- SELECTED EXTRACT
Islam spread well beyond the Arabian Peninsula in the years after the Prophet's death. In the 600s, Arab-Muslim armies captured territory that had been part of the Byzantine and Persian Empires. The Muslim community gradually incorporated the values and customs of the conquered peoples, including the practice of veiling and secluding women. Veiling referred to the use of garments to cover the head, face, and body. Seclusion involved limiting women to the company of other women and close male relatives in their home or confining them in separate female living quarters. Although Islamic sources do not specifically require veiling and seclusion, some Muslims have used passages from the Qur'an and sunnah to justify these practices.

Men and women had distinct, complementary roles in Muslim societies. The husband's primary responsibility was to support and protect the family. The wife cared for and disciplined the children and maintained the home. Although Islamic law taught that the husband and wife were equal before God, women were subordinate to men. Nonetheless, women exercised considerable influence in family and social life.

Breaking With Tradition.

During the 1800s, most Islamic societies came under the control of European powers. Colonial rule brought Western ideas and values about women, marriage, and the family to the Muslim world. Intellectuals, professionals, and civil servants began to question legal and social restrictions on women, especially those related to education, seclusion, heavy veiling, polygyny, and slavery. These developments created a sense of insecurity among the general population. Muslim men tended to react by observing traditional customs and rituals more strictly.

Demands for reform led to the establishment of primary and secondary schools for girls, and in such places as the Ottoman Empire, Egypt, and Iran, universities were opened to women. Women founded newspapers and educational and charitable organizations. They also joined student and nationalist movements.

In the early 1900s, the governments of newly independent Muslim states such as Turkey took steps to modernize the role of women. The Turkish government adopted a new family law that discouraged polygyny and gave women the right to obtain divorces. Turkish women gained the right to vote in municipal and national elections in the 1930s. Iranian leader Reza Shah Pahlavi outlawed the practice of veiling. In general, the tradition of female seclusion declined dramatically. During the 1950s, Egyptian women entered politics and were elected to public office. Women also began to earn advanced academic degrees and to work in professions previously closed to them. In most countries, however, new freedoms and opportunities in education and employment benefited only upper and middle classes in urban areas.

Several factors limited these developments. More traditional Muslims regarded the social and political changes as anti-Islamic and a threat to the cultural value of male superiority. Concerns about a lack of employment opportunities among men fueled arguments that women should stay at home in their traditional roles of wives and mothers. Islamic states tried to balance the conflicting demands of women and traditional Muslims by making cautious reforms.

Debate continues over the appropriate role of women in the community. Muslim societies regard women as key to social continuity and the preservation of the family and culture. They see the status of women as directly connected to maintaining or reforming tradition. The role of women may also be a means of defining national identity. For example, some of the Gulf states and other conservative rural societies follow the practice of secluding women from unrelated men. Although Muslim governments have promoted education for both boys and girls as a way of achieving economic growth, the percentage of girls enrolled in schools in developing countries remains relatively low.

Poor economic and political conditions in some Muslim countries have forced women to become more involved in the outside world. Factors such as war and labor migration have increased the number of households headed by females. Economic necessity has led women to seek work outside the home, usually in low-paid, unskilled jobs.

- PROVIDED DATA
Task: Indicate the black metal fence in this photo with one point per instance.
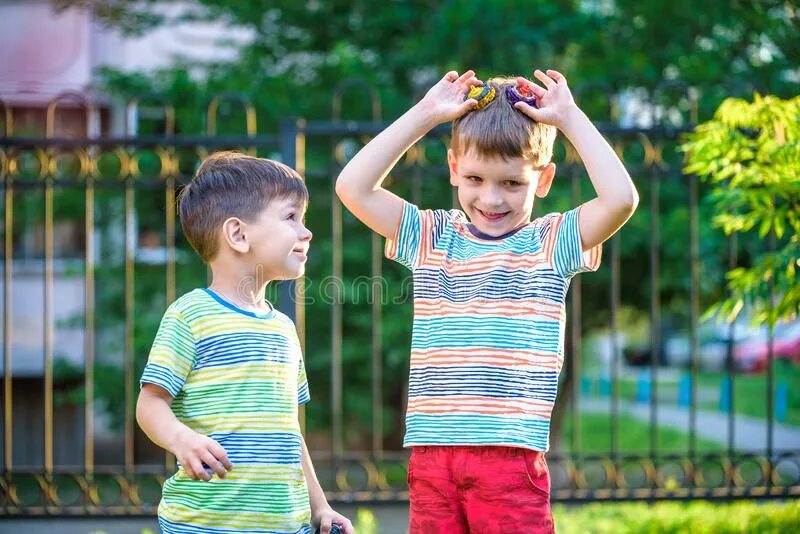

- EXERCISE DESCRIPTION
Render this sentence from the text on women in Muslim societies in Spanish: "Women founded newspapers and educational and charitable organizations."

- THE RESULT
Las mujeres fundaron periódicos y organizaciones educativas y benéficas.